(Location identification entries)
╔══
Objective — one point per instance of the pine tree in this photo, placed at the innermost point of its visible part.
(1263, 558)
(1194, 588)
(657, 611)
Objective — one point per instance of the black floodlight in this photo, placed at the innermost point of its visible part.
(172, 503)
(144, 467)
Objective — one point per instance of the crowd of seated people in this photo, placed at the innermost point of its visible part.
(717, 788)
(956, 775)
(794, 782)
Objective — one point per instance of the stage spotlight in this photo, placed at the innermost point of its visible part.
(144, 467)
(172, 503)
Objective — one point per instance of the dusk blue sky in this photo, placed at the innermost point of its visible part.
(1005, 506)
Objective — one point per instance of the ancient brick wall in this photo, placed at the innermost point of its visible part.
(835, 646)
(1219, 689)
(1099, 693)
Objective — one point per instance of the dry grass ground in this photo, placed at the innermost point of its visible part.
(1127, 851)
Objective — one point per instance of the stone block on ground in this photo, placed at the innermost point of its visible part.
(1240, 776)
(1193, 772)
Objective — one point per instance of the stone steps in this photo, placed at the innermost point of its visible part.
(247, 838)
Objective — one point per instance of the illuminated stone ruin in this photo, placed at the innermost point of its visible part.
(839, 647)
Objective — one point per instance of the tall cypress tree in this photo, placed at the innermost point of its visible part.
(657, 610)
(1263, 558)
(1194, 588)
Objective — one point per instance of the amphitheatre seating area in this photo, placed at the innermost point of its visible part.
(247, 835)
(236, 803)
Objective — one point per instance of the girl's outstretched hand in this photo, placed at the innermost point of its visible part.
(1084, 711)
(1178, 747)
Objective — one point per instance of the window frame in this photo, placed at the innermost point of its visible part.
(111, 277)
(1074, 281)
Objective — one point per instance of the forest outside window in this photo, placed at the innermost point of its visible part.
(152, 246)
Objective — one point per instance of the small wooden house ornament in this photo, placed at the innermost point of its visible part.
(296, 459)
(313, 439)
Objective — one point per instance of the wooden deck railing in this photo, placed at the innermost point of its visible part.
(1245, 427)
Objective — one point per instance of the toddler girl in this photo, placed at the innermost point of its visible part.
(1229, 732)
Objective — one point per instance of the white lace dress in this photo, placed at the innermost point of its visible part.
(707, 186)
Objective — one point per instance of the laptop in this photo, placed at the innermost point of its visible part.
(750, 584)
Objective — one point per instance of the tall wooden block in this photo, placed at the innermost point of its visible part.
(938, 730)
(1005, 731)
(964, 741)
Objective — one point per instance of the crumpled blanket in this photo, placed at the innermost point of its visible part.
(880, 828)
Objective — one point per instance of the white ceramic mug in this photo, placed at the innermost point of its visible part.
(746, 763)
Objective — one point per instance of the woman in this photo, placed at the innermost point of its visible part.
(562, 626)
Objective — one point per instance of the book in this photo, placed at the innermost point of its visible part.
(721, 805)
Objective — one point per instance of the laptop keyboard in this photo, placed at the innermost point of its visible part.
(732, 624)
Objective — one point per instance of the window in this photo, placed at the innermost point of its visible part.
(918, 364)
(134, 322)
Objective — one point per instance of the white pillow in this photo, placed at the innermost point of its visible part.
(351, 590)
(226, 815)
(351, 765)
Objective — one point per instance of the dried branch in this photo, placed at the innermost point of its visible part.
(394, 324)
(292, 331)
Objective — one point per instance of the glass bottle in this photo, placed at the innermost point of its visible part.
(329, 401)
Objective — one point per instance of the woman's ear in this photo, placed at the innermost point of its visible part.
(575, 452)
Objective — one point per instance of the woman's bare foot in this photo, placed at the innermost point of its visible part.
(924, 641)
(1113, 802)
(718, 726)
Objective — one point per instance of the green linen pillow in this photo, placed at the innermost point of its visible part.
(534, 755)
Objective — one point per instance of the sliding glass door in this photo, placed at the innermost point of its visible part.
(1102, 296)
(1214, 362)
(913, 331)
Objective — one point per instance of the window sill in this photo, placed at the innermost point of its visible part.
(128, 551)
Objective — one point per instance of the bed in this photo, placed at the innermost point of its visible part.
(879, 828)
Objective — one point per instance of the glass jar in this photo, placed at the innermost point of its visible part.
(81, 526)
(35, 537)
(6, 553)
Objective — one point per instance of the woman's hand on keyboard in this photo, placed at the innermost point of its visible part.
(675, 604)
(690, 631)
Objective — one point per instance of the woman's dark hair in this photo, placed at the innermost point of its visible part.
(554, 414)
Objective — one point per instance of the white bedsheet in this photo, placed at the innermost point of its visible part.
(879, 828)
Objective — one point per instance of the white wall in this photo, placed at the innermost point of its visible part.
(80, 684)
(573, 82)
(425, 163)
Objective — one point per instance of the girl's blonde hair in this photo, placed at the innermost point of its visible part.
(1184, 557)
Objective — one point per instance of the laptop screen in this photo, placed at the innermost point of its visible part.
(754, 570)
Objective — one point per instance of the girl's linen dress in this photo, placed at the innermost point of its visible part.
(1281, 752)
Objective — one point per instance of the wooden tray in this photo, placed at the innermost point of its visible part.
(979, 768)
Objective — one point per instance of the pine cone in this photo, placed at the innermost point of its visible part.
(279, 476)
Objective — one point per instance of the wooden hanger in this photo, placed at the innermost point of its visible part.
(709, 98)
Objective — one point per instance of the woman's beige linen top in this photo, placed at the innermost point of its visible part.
╚══
To be done
Put every line of the records into a Markdown table with two columns, Row and Line, numbering the rows in order and leaving out blank lines.

Exercise output
| Row | Line |
|---|---|
| 1 | Objective — one point per instance of the pine tree in this photo, placed at the innermost point of its visible part. |
| 2 | (1263, 558) |
| 3 | (1194, 588) |
| 4 | (657, 611) |
| 5 | Objective — one point per instance of the black floodlight in this photo, placed at the innermost point of its visible part. |
| 6 | (172, 503) |
| 7 | (144, 467) |
| 8 | Objective — one point per instance of the crowd of seated people in this photo, placed at the innermost point of its visible part. |
| 9 | (717, 788) |
| 10 | (956, 775) |
| 11 | (794, 782) |
| 12 | Objective — one point per instance of the stage spotlight in this photo, placed at the innermost point of its visible part. |
| 13 | (144, 467) |
| 14 | (172, 503) |
| 15 | Objective — one point per instance of the dusk blue sky in this photo, placed at the innermost point of its visible part. |
| 16 | (1005, 506) |
| 17 | Objective — one point per instance of the ancient brick wall in this photo, placed at the innermost point of its visible part. |
| 18 | (835, 646) |
| 19 | (1219, 689) |
| 20 | (1099, 693) |
| 21 | Objective — one point per instance of the dry grass ground in this photo, placed at the innermost point of its visible part. |
| 22 | (1127, 851) |
| 23 | Objective — one point per instance of the stone block on ground in this photo, placed at the innermost point of its visible part. |
| 24 | (1240, 776) |
| 25 | (1193, 772) |
| 26 | Objective — one point per instance of the stone steps in this photo, placed at the innermost point of its visible part. |
| 27 | (247, 838) |
| 28 | Objective — one point per instance of the illuminated stone ruin in this photo, placed at the innermost point of its visible part. |
| 29 | (839, 647) |
| 30 | Objective — one point per instance of the tall cypress tree in this photo, placed at the innermost point of its visible part. |
| 31 | (657, 610) |
| 32 | (1263, 558) |
| 33 | (1194, 588) |
| 34 | Objective — one point per instance of the amphitheatre seating area in this photo, placed at the innermost point of its visible part. |
| 35 | (247, 835) |
| 36 | (236, 803) |
| 37 | Objective — one point per instance of the girl's outstretched hand in this photo, placed at the innermost point of its visible part. |
| 38 | (1084, 711) |
| 39 | (1178, 747) |
| 40 | Objective — one point per instance of the window frame in this photo, placed at the innermost point of its visible part. |
| 41 | (111, 277) |
| 42 | (1074, 281) |
| 43 | Objective — one point per instance of the forest outside window in this photo, placed at the innermost point of its visible part. |
| 44 | (152, 246) |
| 45 | Objective — one point per instance of the small wooden house ornament in this photo, placed at the innermost point of its visible part. |
| 46 | (296, 459) |
| 47 | (313, 439) |
| 48 | Objective — one point per instance of the wooden deck railing in this photo, placed at the innermost point of its visible part. |
| 49 | (1245, 427) |
| 50 | Objective — one point per instance of the toddler girl in this photo, placed at the innermost point of its visible part. |
| 51 | (1229, 732) |
| 52 | Objective — one point per instance of the white lace dress in this photo, placed at the innermost point of its visible part. |
| 53 | (707, 186) |
| 54 | Objective — one point per instance of the laptop in this photo, placed at the innermost point of its visible part. |
| 55 | (750, 584) |
| 56 | Objective — one point per instance of the tall wooden block in this photo, placed at the innermost point of its visible part. |
| 57 | (938, 730) |
| 58 | (1005, 731) |
| 59 | (964, 741) |
| 60 | Objective — one point per instance of the crumpled blanket in this photo, placed at the innermost point of its visible part. |
| 61 | (880, 828) |
| 62 | Objective — one point per instance of the white ceramic mug in this photo, placed at the innermost point of its visible part. |
| 63 | (746, 763) |
| 64 | Objective — one point per instance of the woman in this photo, placed at the innermost point of its visible part. |
| 65 | (562, 626) |
| 66 | Objective — one point per instance of the book in this photo, placed at the innermost point of its visible part. |
| 67 | (721, 805) |
| 68 | Objective — one point per instance of the laptop keyboard in this photo, placed at the innermost point of its visible part. |
| 69 | (732, 624) |
| 70 | Objective — one point per instance of the window in this photo, placed at the innermost point of its visible part. |
| 71 | (918, 364) |
| 72 | (134, 322) |
| 73 | Objective — one point per instance of the white pillow in this photo, placed at the innermost point of its visible part. |
| 74 | (351, 590) |
| 75 | (226, 815) |
| 76 | (351, 765) |
| 77 | Objective — one point per instance of the dried branch in this photo, placed at the innermost point of its visible part. |
| 78 | (394, 324) |
| 79 | (292, 331) |
| 80 | Objective — one point per instance of the glass bottle in this photo, placed at the innermost point of its visible part. |
| 81 | (329, 401) |
| 82 | Objective — one point per instance of the woman's ear in this photo, placed at the innermost point of its visible part. |
| 83 | (575, 452) |
| 84 | Objective — one point per instance of the woman's bare foot in this photo, placed at the innermost point of its visible part. |
| 85 | (924, 641) |
| 86 | (1113, 802) |
| 87 | (718, 726) |
| 88 | Objective — one point per instance of the green linen pillow in this photo, placed at the innermost point of its visible part. |
| 89 | (534, 755) |
| 90 | Objective — one point per instance of the sliding glass door in this photo, placed at the innermost point of its visible part. |
| 91 | (1102, 296) |
| 92 | (1214, 362) |
| 93 | (913, 331) |
| 94 | Objective — one point per instance of the window sill in this photo, placed at the innermost point of its visible part. |
| 95 | (128, 551) |
| 96 | Objective — one point per instance of the bed in this photo, placed at the innermost point of its visible part. |
| 97 | (879, 828) |
| 98 | Objective — one point per instance of the glass jar in this photo, placed at the innermost point of its visible part. |
| 99 | (81, 526) |
| 100 | (35, 537) |
| 101 | (6, 553) |
| 102 | Objective — one point per instance of the woman's hand on keyboard in this photo, placed at the innermost point of its visible part. |
| 103 | (675, 604) |
| 104 | (690, 631) |
| 105 | Objective — one point per instance of the woman's dark hair in this photo, placed at the innermost point of its visible part. |
| 106 | (554, 414) |
| 107 | Objective — one point per instance of the white bedsheet in this photo, placed at the innermost point of its visible part. |
| 108 | (879, 828) |
| 109 | Objective — one point per instance of the white wall in this photo, placed at the innermost point of its visible part. |
| 110 | (80, 684) |
| 111 | (573, 82) |
| 112 | (425, 163) |
| 113 | Objective — one point per instance of the girl's blonde hair in this photo, placed at the innermost point of its visible part. |
| 114 | (1184, 557) |
| 115 | Objective — one point per instance of the laptop screen in this photo, placed at the innermost point of its visible part. |
| 116 | (754, 570) |
| 117 | Objective — one point per instance of the girl's linen dress in this photo, placed at the innermost point of its visible part. |
| 118 | (1281, 752) |
| 119 | Objective — one point per instance of the wooden tray in this photo, placed at the innermost point of its visible part. |
| 120 | (979, 768) |
| 121 | Objective — one point per instance of the pine cone in this photo, placed at the innermost point of its visible part. |
| 122 | (279, 476) |
| 123 | Objective — one point per instance of the wooden hanger in this photo, placed at the innermost point of its visible part. |
| 124 | (709, 98) |
| 125 | Objective — one point per instance of the woman's beige linen top in this photo, placed at the innermost point of its visible part. |